> _Excerpt provided_:
○ ○ ○
It’s no secret that FC Bayern’s offense has been on fire this season. Through six Bundesliga matches, the club has scored eighteen goals and hit the five-goal mark twice. Add in wins in the Pokal and Champions League, and Bayern is up to 26 goals scored to go against a single goal allowed. Sure, things will change when we play some tougher opponents, but right now I think our front half can hang with anyone in the world. And, theoretically, everything will get kicked up another degree once Robben is fully healthy.
There are clearly several reasons for our offensive prowess. Ribery has regained his form of old, and is again looking like one of the most dangerous wings in the game. Gomez, despite some early failures (mainly in the first Zürich game), has found his form. He’s never going to dazzle you with brilliant moves, but he’s very effective at smashing in close chances and has even shown some technique in recent weeks. All three of our midfielders (Schweinsteiger plus the rotating duo of Tymo and Goose) are good going forward, as are both of our fullbacks, and having offensive threats in the middle of your formation always makes it easier on the forwards. And, of course, Jupp Heynckes has brought flexibility, energy, and a new attitude, which certainly encourage aggressive and high-octane play by the offense.
But from where I sit, none of these guys are the prime factor that allows our offense to be successful. The true engine behind our attack - the guy that really makes everything go - is a native Bavarian who just celebrated his 22nd birthday.
○ ○ ○
> _Material provided_:
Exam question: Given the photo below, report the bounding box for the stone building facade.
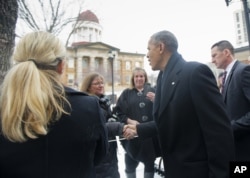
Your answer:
[60,10,145,92]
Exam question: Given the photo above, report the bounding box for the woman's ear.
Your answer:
[56,60,65,74]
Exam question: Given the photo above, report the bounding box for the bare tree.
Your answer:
[17,0,84,39]
[0,0,18,84]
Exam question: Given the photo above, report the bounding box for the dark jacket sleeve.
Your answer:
[136,121,157,138]
[231,66,250,137]
[106,122,124,137]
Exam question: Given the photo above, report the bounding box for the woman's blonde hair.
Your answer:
[80,72,104,95]
[0,32,70,142]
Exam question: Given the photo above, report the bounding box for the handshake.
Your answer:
[122,118,140,140]
[122,124,138,140]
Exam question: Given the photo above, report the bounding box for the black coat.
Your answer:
[137,53,234,178]
[0,88,108,178]
[116,85,159,162]
[95,96,124,178]
[223,61,250,161]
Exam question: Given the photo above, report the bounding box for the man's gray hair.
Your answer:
[151,30,178,52]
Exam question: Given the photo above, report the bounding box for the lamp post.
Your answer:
[108,50,115,104]
[225,0,250,49]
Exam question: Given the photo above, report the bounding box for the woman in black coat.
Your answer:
[80,73,124,178]
[0,32,108,178]
[116,68,158,178]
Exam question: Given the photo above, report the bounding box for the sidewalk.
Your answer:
[117,138,163,178]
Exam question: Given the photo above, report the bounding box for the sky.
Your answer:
[64,0,238,73]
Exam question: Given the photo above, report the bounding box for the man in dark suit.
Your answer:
[211,40,250,161]
[125,31,234,178]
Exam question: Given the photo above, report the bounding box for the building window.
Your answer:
[68,74,74,85]
[68,59,74,68]
[95,58,101,70]
[125,75,130,84]
[236,13,240,22]
[135,62,141,67]
[82,57,89,69]
[126,61,131,70]
[115,60,121,70]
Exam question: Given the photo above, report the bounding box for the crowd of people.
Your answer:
[0,30,250,178]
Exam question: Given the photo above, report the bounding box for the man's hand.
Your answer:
[123,124,137,140]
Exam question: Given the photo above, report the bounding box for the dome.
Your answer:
[78,10,99,24]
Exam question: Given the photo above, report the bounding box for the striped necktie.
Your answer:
[221,71,227,93]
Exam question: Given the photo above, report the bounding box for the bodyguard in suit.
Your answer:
[145,31,234,178]
[211,40,250,161]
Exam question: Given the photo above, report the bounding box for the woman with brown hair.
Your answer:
[80,72,124,178]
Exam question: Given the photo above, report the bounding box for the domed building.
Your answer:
[64,10,145,100]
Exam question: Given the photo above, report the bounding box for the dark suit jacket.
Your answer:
[153,53,234,178]
[223,61,250,161]
[0,88,107,178]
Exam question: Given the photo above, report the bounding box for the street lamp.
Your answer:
[225,0,250,49]
[108,50,115,104]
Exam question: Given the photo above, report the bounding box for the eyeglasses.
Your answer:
[91,82,104,85]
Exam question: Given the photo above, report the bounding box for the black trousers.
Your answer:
[125,153,155,173]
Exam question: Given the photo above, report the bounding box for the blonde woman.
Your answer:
[0,32,108,178]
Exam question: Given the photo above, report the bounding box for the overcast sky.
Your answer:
[66,0,241,72]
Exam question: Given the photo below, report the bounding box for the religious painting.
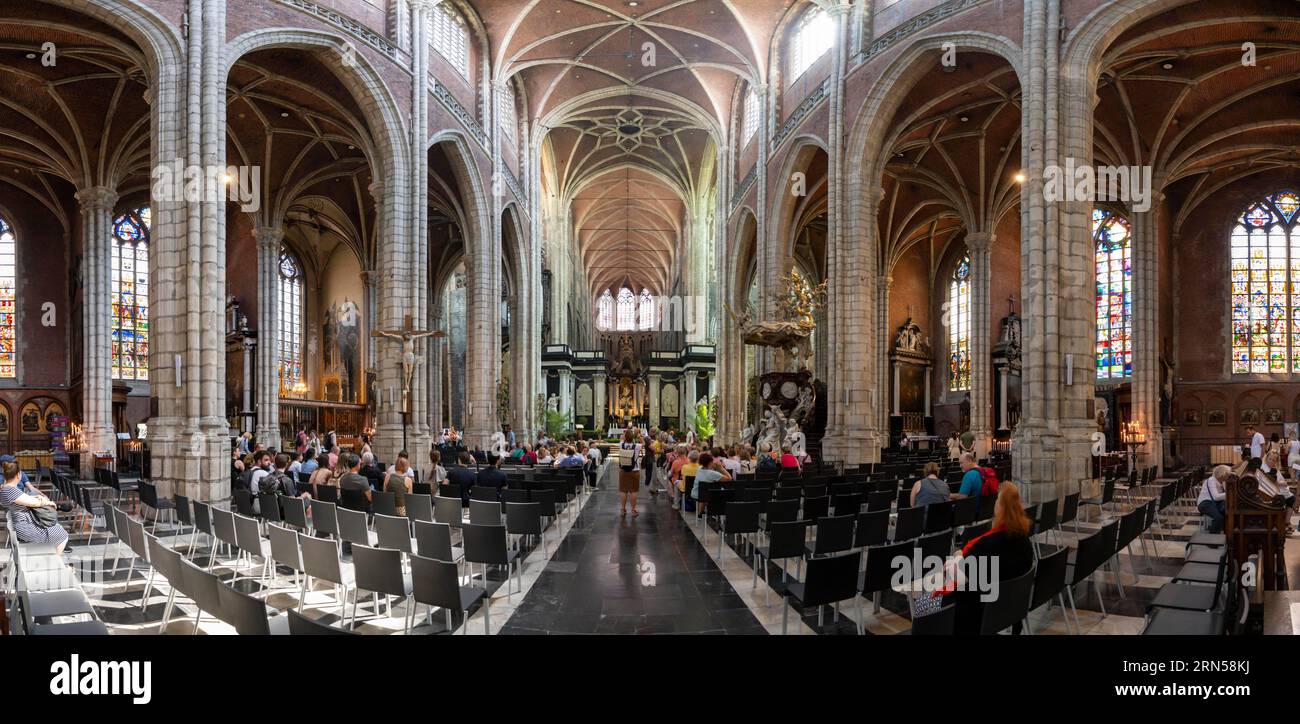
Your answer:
[659,382,680,417]
[896,364,928,413]
[18,400,40,433]
[576,382,592,417]
[324,299,361,403]
[46,402,64,432]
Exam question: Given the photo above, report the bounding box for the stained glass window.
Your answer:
[1092,209,1134,380]
[740,88,758,148]
[429,3,469,78]
[278,248,306,395]
[0,218,18,378]
[790,5,835,78]
[946,255,971,393]
[595,290,614,331]
[637,289,654,331]
[1231,191,1300,374]
[619,287,637,331]
[109,207,150,380]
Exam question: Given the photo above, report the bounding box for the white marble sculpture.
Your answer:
[488,430,510,458]
[785,420,809,463]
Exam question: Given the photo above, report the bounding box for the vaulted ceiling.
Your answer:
[0,3,150,227]
[1095,0,1300,226]
[471,0,790,295]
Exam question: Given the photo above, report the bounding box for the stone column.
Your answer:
[1130,209,1164,473]
[592,372,607,428]
[649,372,663,429]
[681,369,699,430]
[1011,0,1096,503]
[966,231,993,458]
[75,186,117,477]
[146,0,230,500]
[560,368,573,415]
[252,226,284,441]
[876,274,889,442]
[405,0,437,460]
[239,337,257,435]
[822,180,889,465]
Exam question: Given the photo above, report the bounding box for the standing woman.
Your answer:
[619,428,645,517]
[0,460,68,552]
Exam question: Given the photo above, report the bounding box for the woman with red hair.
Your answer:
[944,482,1034,634]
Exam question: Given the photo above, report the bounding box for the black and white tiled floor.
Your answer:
[7,465,1227,634]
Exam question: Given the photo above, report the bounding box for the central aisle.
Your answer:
[501,465,767,634]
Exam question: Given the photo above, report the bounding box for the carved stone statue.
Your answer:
[758,404,785,450]
[894,317,930,355]
[724,270,827,372]
[790,385,816,425]
[488,430,510,458]
[783,420,809,461]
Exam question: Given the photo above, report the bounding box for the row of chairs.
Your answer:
[105,497,521,633]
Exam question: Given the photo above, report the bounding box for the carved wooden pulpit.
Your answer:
[1223,474,1290,590]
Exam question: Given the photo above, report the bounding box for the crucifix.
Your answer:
[371,315,447,415]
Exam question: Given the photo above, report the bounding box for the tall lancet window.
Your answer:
[637,289,655,331]
[618,287,637,331]
[278,247,307,396]
[790,5,835,78]
[109,207,150,380]
[946,255,971,393]
[595,290,614,331]
[0,218,18,378]
[429,3,469,78]
[1231,191,1300,374]
[1092,209,1134,380]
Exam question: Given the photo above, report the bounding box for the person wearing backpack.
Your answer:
[265,452,298,498]
[619,428,645,517]
[953,452,984,499]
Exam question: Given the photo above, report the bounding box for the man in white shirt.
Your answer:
[1196,465,1231,533]
[1245,425,1264,460]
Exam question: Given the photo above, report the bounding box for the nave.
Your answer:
[7,461,1237,636]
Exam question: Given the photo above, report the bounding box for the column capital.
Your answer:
[966,231,997,252]
[252,226,285,252]
[73,186,117,213]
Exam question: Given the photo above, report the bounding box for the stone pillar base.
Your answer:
[822,430,880,465]
[150,419,231,500]
[254,425,283,450]
[1011,420,1092,506]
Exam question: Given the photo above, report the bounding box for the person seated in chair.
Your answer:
[361,452,385,490]
[447,451,478,507]
[338,452,372,502]
[0,461,68,554]
[911,463,952,507]
[1196,465,1232,533]
[475,455,507,495]
[936,482,1034,636]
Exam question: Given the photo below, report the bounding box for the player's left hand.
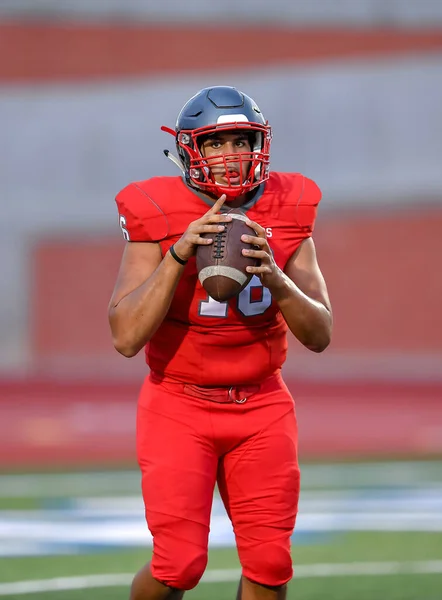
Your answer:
[241,219,280,290]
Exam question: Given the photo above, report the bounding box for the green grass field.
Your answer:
[0,462,442,600]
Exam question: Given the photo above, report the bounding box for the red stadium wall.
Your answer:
[31,209,442,368]
[0,210,442,466]
[0,377,442,469]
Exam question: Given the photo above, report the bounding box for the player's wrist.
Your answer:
[169,244,188,266]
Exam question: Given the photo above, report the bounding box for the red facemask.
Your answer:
[161,122,272,201]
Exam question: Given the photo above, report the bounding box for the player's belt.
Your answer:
[183,384,261,404]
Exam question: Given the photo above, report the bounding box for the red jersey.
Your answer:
[116,173,321,386]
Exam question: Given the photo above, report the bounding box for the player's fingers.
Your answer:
[193,235,213,246]
[245,218,266,237]
[192,223,226,234]
[206,194,227,215]
[241,233,267,246]
[242,249,270,260]
[246,265,272,275]
[203,214,232,223]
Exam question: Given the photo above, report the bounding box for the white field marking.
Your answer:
[0,461,442,498]
[0,560,442,596]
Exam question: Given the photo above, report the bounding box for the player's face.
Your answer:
[201,131,252,186]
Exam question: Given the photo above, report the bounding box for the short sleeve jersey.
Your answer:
[116,172,321,386]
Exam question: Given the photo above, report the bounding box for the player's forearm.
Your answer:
[270,271,333,352]
[109,252,184,358]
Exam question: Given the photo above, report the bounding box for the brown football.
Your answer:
[196,211,259,302]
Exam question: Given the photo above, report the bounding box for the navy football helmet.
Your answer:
[162,86,272,199]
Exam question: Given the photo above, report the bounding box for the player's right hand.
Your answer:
[174,194,232,260]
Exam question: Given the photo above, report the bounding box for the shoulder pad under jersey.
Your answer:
[115,181,169,242]
[295,175,322,232]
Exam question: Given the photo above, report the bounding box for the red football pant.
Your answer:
[137,374,300,590]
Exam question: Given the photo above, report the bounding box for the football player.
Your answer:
[109,86,332,600]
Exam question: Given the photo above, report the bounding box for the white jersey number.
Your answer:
[199,275,272,319]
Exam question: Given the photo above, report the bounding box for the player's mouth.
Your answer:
[222,169,241,185]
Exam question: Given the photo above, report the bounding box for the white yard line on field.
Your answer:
[0,560,442,596]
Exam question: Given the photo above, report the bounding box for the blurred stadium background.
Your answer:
[0,0,442,600]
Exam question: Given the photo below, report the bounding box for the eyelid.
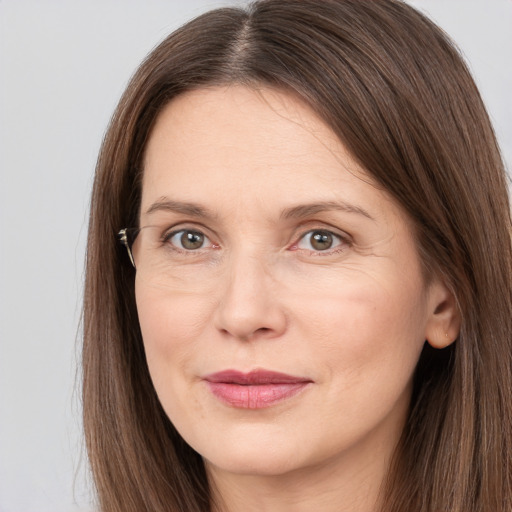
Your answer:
[160,222,219,253]
[288,226,352,255]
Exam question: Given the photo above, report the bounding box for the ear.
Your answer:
[425,279,461,348]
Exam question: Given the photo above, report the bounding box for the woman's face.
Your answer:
[136,86,448,475]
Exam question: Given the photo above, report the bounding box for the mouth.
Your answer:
[204,370,313,409]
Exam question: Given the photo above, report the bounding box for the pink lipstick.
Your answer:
[204,370,313,409]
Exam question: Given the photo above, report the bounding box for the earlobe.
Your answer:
[425,281,461,349]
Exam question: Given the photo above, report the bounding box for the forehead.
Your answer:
[141,86,396,224]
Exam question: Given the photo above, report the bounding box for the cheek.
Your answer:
[294,272,426,388]
[135,281,212,380]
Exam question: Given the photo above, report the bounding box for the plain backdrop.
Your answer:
[0,0,512,512]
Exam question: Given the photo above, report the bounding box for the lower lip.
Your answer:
[207,381,310,409]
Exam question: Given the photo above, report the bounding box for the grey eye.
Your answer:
[297,229,341,251]
[169,229,211,251]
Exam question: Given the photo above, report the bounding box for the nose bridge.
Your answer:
[216,248,286,339]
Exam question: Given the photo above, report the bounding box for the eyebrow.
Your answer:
[146,197,375,221]
[146,197,215,218]
[281,201,375,221]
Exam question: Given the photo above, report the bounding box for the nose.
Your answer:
[215,251,287,341]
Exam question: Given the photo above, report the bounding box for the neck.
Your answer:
[206,432,393,512]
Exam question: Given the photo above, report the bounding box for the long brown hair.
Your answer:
[83,0,512,512]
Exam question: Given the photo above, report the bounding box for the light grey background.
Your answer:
[0,0,512,512]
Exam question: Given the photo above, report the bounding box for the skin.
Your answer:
[135,86,457,512]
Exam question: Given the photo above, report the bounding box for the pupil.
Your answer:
[311,231,333,251]
[181,231,204,249]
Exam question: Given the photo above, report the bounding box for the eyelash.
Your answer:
[161,228,351,256]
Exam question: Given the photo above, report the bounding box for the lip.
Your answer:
[204,370,313,409]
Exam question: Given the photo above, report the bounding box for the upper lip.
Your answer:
[204,370,313,386]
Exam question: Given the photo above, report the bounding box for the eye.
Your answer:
[297,229,343,251]
[165,229,212,251]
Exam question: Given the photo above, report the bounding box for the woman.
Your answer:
[83,0,512,512]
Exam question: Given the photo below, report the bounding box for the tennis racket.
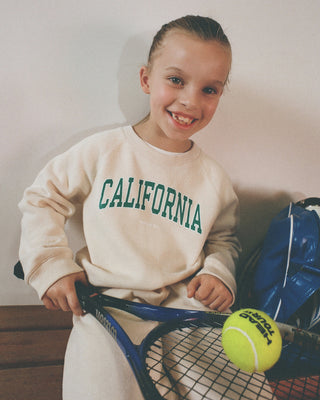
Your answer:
[76,282,320,400]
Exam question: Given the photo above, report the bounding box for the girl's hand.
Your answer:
[42,272,88,316]
[187,274,233,312]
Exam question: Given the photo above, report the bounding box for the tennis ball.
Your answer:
[222,308,282,373]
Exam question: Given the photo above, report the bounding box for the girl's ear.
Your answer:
[140,65,150,94]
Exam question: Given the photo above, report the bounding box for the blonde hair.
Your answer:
[148,15,231,65]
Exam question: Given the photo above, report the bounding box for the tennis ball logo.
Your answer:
[222,308,282,372]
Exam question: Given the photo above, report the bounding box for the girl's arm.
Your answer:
[19,137,95,298]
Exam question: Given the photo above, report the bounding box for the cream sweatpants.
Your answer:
[63,283,207,400]
[63,283,271,400]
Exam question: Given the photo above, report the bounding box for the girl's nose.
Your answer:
[179,89,199,110]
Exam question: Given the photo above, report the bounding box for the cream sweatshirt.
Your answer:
[19,126,239,303]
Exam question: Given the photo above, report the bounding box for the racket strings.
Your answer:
[146,327,274,400]
[270,376,320,400]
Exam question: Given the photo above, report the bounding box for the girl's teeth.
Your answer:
[172,113,192,125]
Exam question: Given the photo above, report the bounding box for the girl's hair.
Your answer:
[148,15,231,65]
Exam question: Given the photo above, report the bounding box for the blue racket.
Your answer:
[76,282,320,400]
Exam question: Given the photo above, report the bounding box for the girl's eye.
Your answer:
[203,87,218,94]
[169,76,183,86]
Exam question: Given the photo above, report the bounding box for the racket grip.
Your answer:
[276,322,320,352]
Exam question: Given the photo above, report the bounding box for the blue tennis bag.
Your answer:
[253,198,320,371]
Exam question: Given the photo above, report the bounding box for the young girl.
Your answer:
[20,16,239,400]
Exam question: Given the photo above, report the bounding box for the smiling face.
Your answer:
[135,30,231,152]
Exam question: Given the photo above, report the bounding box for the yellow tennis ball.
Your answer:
[222,308,282,372]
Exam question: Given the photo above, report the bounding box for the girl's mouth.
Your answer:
[168,111,196,126]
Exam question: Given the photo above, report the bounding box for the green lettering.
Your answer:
[99,179,113,210]
[109,178,123,207]
[151,184,165,214]
[173,192,188,225]
[123,178,134,208]
[141,181,154,210]
[191,204,202,233]
[161,187,176,220]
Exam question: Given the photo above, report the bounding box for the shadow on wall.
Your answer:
[118,32,153,125]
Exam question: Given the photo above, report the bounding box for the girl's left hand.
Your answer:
[187,274,233,312]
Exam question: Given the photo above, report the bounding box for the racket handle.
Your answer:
[276,322,320,352]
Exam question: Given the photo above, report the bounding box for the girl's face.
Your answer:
[135,31,231,152]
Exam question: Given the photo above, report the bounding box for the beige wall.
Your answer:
[0,0,320,304]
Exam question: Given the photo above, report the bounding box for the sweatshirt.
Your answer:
[19,126,240,302]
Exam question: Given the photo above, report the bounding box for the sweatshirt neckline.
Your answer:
[123,125,201,165]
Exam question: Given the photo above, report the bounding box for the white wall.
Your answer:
[0,0,320,305]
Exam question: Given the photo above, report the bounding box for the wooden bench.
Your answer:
[0,306,72,400]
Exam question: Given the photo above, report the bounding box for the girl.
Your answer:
[20,16,239,400]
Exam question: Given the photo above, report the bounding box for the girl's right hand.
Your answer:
[42,272,89,316]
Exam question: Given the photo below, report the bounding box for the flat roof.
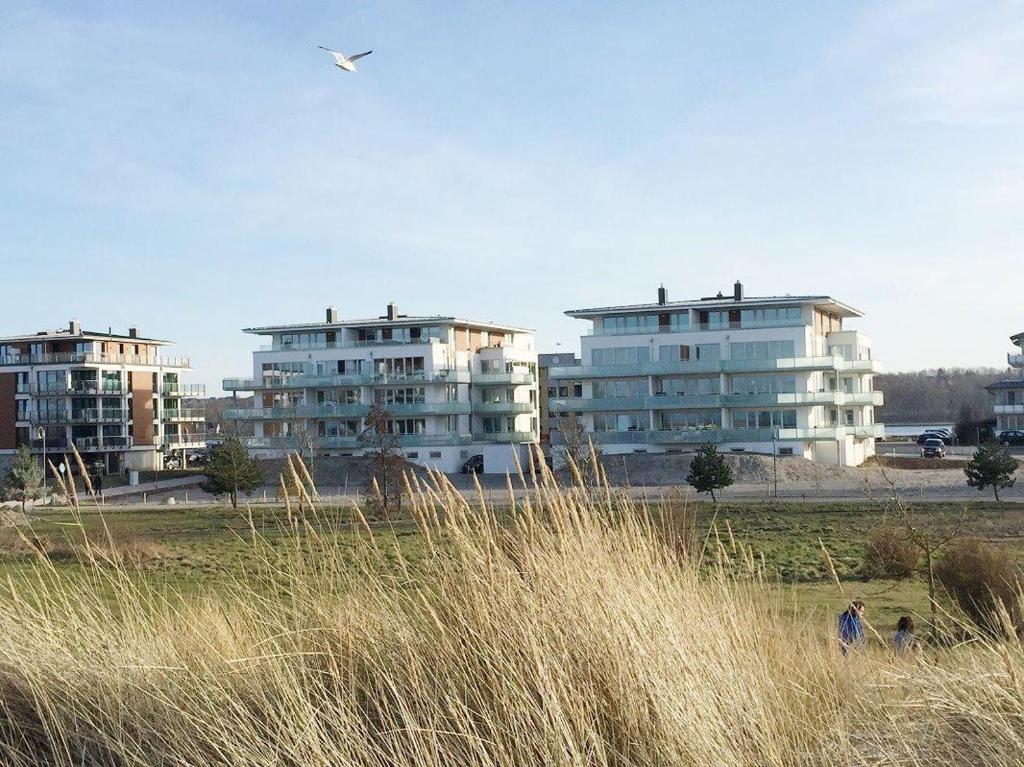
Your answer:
[985,378,1024,390]
[242,314,534,336]
[0,328,174,346]
[565,295,863,319]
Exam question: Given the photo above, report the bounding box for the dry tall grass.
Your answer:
[0,452,1024,767]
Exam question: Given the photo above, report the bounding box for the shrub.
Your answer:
[935,539,1020,633]
[864,524,921,581]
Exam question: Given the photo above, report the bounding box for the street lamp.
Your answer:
[36,426,46,498]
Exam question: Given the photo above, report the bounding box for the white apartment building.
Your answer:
[548,283,884,465]
[223,303,538,472]
[0,321,206,473]
[988,333,1024,434]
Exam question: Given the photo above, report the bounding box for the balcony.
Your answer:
[244,433,470,451]
[71,408,128,423]
[221,371,469,391]
[551,424,885,444]
[992,402,1024,416]
[160,383,206,397]
[473,402,537,415]
[160,433,206,450]
[162,408,206,422]
[587,318,807,336]
[473,431,537,443]
[472,372,537,386]
[224,402,472,421]
[548,355,878,382]
[74,436,132,453]
[0,351,191,368]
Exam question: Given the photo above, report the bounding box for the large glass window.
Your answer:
[732,410,797,429]
[593,378,647,397]
[590,346,650,365]
[731,376,797,394]
[729,341,796,359]
[594,413,648,431]
[657,408,722,430]
[654,376,721,396]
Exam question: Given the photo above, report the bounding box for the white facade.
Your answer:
[549,284,884,465]
[0,322,206,472]
[223,305,538,472]
[988,333,1024,434]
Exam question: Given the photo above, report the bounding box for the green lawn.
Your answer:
[0,502,1024,630]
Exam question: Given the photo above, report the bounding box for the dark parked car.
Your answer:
[462,456,483,474]
[999,429,1024,448]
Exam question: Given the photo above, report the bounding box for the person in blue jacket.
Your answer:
[839,599,864,655]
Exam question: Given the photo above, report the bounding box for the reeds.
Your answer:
[0,452,1024,767]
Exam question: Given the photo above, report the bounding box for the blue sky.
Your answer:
[0,0,1024,390]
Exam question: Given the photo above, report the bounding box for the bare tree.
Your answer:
[558,413,602,487]
[880,469,967,637]
[359,404,408,518]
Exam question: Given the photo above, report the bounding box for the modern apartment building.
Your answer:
[0,321,206,473]
[223,303,538,472]
[537,352,580,451]
[988,333,1024,434]
[548,283,884,465]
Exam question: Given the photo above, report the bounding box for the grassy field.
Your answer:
○ ○ ○
Pick up the piece on FC Bayern's attack after its last sentence and keep writing it.

When everyone is healthy, we have four guys playing in true forward positions - one striker, then a line of three behind him: a second-striker/high-middie type, and a wing on either side. The formation and personnel may change from week to week, but for the biggest games this 3-1 will usually be used, and if the whole squad is fit, the 3-1 will be filled by Ribery, Müller, Robben, and Gomez. Every successful offense needs a field tactician in order to succeed; of these four, Müller is the only one with an advanced grasp of the tactical needs of a high-scoring team.
Gomez is a sledgehammer. He can be a damn good one, as his numerous hat tricks testify. He has a good shot, he’s strong, and he can use his body to create separation from defenders. With a team of creative dribblers and passers behind him, Bayern’s striker needs to be a guy who can just smash home the chances that can fall to him. Gomez can do that very well. But he would never be called a tactical genius. His skills are physical, and he could mostly play the game with his brain turned off and be just as successful.
Robben is a dribbler-trickster. When he’s healthy and locked-in, he can dribble with anyone in the world. And this is vitally important, because when your opponents turtle up and play negatively, players like this can help break down the fortress. Robben is the guy if you need someone to dribble-fake past two or three defenders. But this isn’t really a form of tactical brilliance. A natural dribbler like Robben (or Messi, or Özil) does his thing without thought. The act of quickly directing and re-directing a ball around defenders is a physical, almost sensory process - like a batter’s swing, or a hockey player’s slapshot. Fun to watch, and very effective from those who have a good one, but without much of a mental angle.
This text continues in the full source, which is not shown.